--- start of Exercise data ---

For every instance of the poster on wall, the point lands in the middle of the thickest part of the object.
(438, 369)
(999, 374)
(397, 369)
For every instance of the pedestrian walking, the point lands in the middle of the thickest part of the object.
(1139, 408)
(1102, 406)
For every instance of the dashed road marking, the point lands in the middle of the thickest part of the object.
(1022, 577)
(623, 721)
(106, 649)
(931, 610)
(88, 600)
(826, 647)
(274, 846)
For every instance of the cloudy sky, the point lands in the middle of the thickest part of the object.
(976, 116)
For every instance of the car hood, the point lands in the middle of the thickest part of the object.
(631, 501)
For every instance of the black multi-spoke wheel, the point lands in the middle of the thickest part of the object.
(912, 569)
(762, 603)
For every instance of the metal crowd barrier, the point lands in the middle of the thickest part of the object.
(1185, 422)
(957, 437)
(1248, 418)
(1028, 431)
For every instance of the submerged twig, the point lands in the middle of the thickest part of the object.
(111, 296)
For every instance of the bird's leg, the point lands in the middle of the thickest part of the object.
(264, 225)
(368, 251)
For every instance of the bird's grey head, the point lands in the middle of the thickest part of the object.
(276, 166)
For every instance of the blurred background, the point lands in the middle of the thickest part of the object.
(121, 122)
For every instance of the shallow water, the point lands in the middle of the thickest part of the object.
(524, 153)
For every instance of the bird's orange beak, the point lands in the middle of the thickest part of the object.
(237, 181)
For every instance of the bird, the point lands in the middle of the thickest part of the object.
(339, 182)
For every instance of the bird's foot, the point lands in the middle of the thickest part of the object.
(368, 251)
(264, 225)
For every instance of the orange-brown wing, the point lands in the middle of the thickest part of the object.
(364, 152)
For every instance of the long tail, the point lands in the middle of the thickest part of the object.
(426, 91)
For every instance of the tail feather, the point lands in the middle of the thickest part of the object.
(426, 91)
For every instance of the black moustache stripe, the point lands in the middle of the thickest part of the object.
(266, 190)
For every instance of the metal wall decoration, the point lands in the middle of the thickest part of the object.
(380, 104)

--- end of Exercise data ---

• [Problem to solve] Copy the data from the line with "For every instance of the black moustache" through the end of the data, keeping every line. Increase each point coordinate by 31.

• [Final result]
For every instance of the black moustache stripe, the point lands in the middle of the thickest part of the object.
(297, 221)
For every instance of the metal wall decoration, the point lands in the middle of the thickest part of the object.
(411, 135)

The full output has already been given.